== Supplied information ==

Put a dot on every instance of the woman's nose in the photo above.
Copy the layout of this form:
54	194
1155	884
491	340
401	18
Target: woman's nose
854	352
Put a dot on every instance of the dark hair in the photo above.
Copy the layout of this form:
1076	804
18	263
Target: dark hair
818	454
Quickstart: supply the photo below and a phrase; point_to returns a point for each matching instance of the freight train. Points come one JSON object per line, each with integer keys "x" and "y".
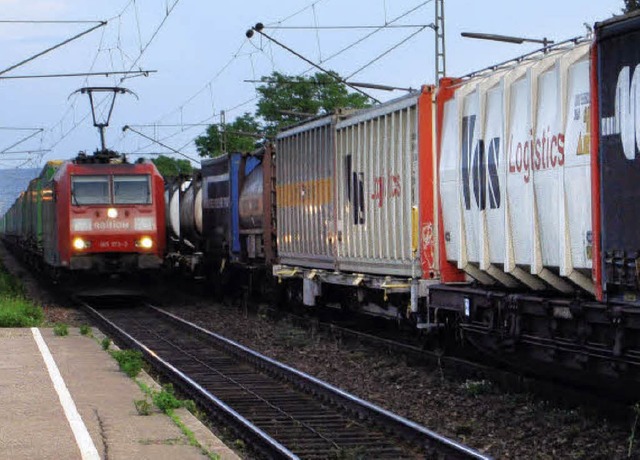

===

Given problem:
Copy out every line above word for word, omitting the pictures.

Output for this task:
Put a dot on every instance of the woman's nose in the photo above.
Copy the layout of this form:
54	194
1155	884
491	340
401	18
Target: woman's nose
854	352
Put a dot on every instance of the dark hair in the photo above.
Copy the layout of this form:
1076	804
18	263
Target: dark hair
818	454
Quickstart: supply the photo below and a phrase; point_to returns a point for each matching instance of the freight train. Points come one JSON object per line, each with integer keys "x" and "y".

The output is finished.